What is needed is an exact transcription of the listing, with the images removed.

---------------

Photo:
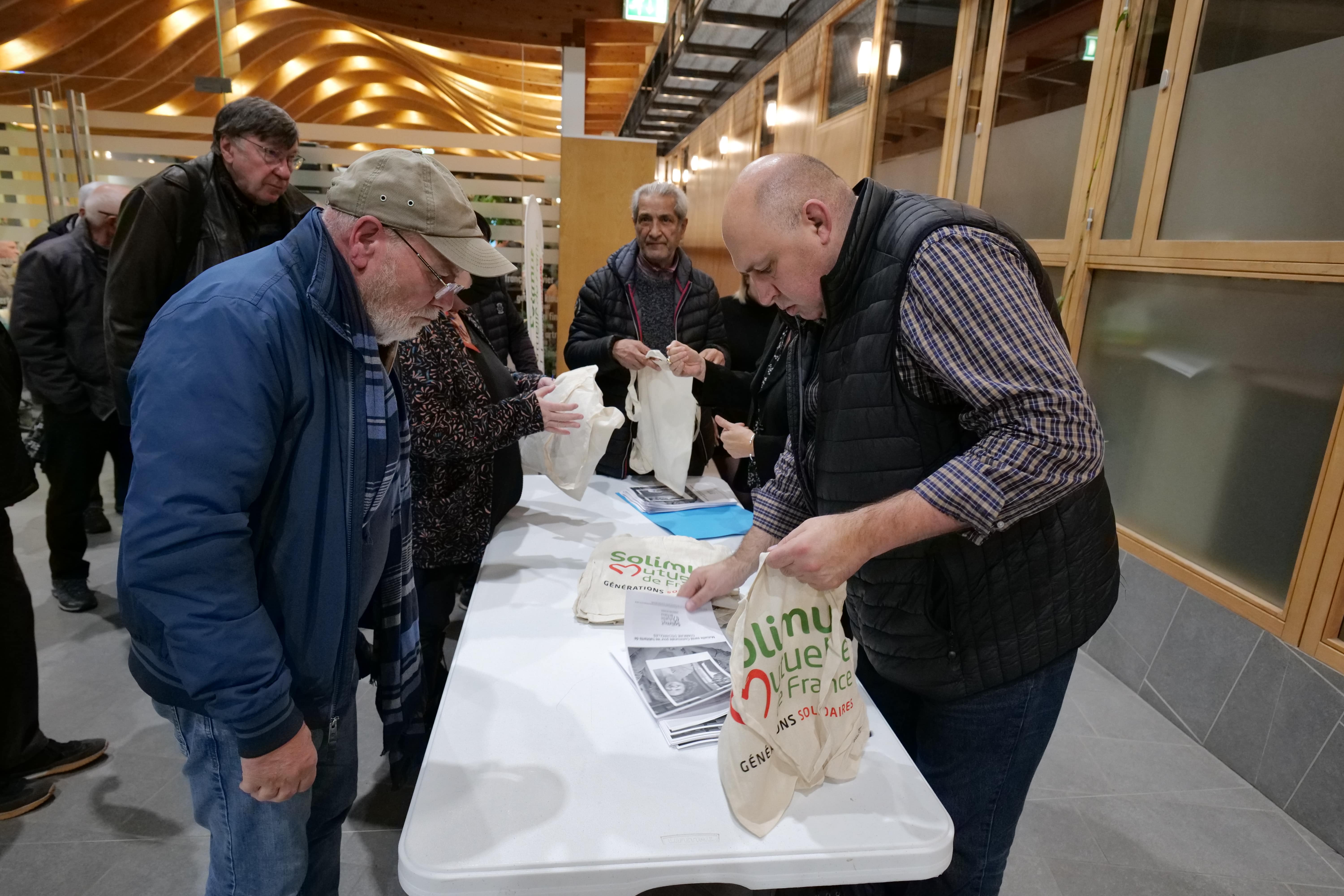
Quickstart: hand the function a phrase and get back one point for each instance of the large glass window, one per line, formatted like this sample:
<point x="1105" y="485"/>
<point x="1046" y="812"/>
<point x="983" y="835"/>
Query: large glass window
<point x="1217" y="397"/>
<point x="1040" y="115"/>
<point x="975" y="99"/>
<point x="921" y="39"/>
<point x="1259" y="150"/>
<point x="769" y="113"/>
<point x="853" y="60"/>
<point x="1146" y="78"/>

---------------

- Finished task -
Photo:
Quickstart: hand the function a phrase and get back one point for each instance of the large glass window, one per line, formatted like this sample:
<point x="1105" y="485"/>
<point x="1046" y="812"/>
<point x="983" y="835"/>
Query: large glass window
<point x="1217" y="397"/>
<point x="1040" y="115"/>
<point x="975" y="99"/>
<point x="921" y="39"/>
<point x="1259" y="150"/>
<point x="769" y="113"/>
<point x="853" y="60"/>
<point x="1146" y="78"/>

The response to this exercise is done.